# [WHAT IS NEEDED]
Return each line of the records below verbatim, with no changes.

== RECORDS SHOWN

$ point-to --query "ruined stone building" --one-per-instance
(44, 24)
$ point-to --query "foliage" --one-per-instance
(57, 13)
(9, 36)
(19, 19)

====

# [RESULT BELOW]
$ point-to --query "ruined stone building" --one-per-instance
(44, 24)
$ point-to --query "foliage" --one-per-instance
(57, 13)
(9, 36)
(19, 19)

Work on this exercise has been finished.